GIVEN REQUEST: Rewrite the records below as a CSV with the header row instruction,boxes and one row per record, putting the record's text under instruction and all of its bounding boxes under boxes. Enclose every field in double quotes and replace each line break inside a field with a space.

MATERIAL SHOWN:

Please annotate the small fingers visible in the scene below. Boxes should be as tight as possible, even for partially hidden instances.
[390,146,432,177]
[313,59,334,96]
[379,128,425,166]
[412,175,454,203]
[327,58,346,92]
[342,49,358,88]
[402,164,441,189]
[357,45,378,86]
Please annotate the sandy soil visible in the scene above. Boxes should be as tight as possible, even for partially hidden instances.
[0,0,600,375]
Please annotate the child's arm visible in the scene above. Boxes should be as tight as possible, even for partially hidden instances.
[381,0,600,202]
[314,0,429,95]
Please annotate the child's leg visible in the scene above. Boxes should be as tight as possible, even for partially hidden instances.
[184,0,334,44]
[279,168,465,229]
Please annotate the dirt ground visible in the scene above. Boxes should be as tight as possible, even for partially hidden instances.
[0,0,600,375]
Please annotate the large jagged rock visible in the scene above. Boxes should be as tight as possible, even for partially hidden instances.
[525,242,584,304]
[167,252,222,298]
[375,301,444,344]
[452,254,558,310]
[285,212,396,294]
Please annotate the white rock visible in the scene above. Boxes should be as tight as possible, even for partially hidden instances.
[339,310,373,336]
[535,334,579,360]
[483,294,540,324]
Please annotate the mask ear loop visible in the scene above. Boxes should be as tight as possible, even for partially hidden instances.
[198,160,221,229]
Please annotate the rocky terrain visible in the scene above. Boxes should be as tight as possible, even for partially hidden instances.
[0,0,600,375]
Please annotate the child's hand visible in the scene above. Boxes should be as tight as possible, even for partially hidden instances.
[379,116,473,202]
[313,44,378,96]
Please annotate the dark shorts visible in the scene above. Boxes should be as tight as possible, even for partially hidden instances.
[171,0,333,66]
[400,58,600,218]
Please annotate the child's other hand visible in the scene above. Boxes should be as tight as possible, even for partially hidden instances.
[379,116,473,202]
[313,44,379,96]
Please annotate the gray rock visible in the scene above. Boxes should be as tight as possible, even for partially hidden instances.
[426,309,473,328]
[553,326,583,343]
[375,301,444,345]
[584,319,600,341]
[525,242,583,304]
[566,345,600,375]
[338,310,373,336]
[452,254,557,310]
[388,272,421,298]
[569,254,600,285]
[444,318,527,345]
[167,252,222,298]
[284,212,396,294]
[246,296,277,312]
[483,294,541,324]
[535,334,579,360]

TASK ANSWER:
instruction,boxes
"Please annotate the small fingers visible in the scene below. Boxes should be as tight as possible, even for partially hidden instances.","[390,146,432,177] [313,59,334,96] [379,128,425,166] [412,175,454,203] [327,58,346,92] [342,49,358,88] [402,164,441,189] [357,45,378,86]"
"Please annotate the sandy soil visible in the scene above. Boxes should be as tight as possible, even for partially hidden instances.","[0,0,600,375]"
"Please annotate the child's arm visible in the scene above. Boxes should be as tight as possible, even for partially hidden instances.","[381,0,600,202] [314,0,429,95]"
"Please annotate the child's leg visible in the scene above. Boxes should be as tight as possible, even for partially hidden instances.","[184,0,334,44] [279,168,465,229]"
"Please annotate the dirt ground visible in the scene above. Boxes should be as tight as possible, even for partially hidden instances.","[0,0,600,375]"
"Please annotate the large jagged rock visible in the scene above. Boxes should be as tight as possible, even for partially hidden instances.","[525,242,584,304] [167,252,222,298] [375,301,444,344] [452,254,558,310] [285,212,396,294]"
"Please annotate the white rock visible in the scene above. Boxes should be as tight as possible, even for partially hidden instances.","[339,310,373,336] [535,334,579,360] [483,294,540,324]"
"Please annotate the mask ear loop visible in the scene above. Boxes should be as tight as possible, even for partially hidden instances.","[198,160,221,229]"
"Please annotate the rocky terrain visible in the scene above. Boxes should be as tight as possible, even for partially hidden instances.","[0,0,600,375]"
"Please annotate the child's hand visible in the scene above. Boxes should be as tight as possible, even for partially hidden instances.","[379,116,473,202] [313,44,378,96]"
"Please annotate the dark shorts visible in the scene above. Boxes should be as tight as possible, even for partially hidden instances.","[171,0,333,66] [400,58,600,218]"
"Please annotate the child's other hand visible in the scene above. Boxes should be as tight as possible, even for partially hidden instances.","[379,116,473,202] [313,44,379,96]"
"Please annotate the gray rock visible in the scene above. Boxes should be as tight as possible, even for partially hidden instances.","[426,309,473,328] [553,326,583,343] [375,301,444,345] [584,319,600,341] [525,242,583,304] [566,345,600,375] [338,310,373,336] [452,254,557,310] [388,272,421,298] [569,254,600,285] [444,318,527,345] [167,252,222,298] [284,212,396,294] [246,296,277,312] [483,294,541,324] [535,334,579,360]"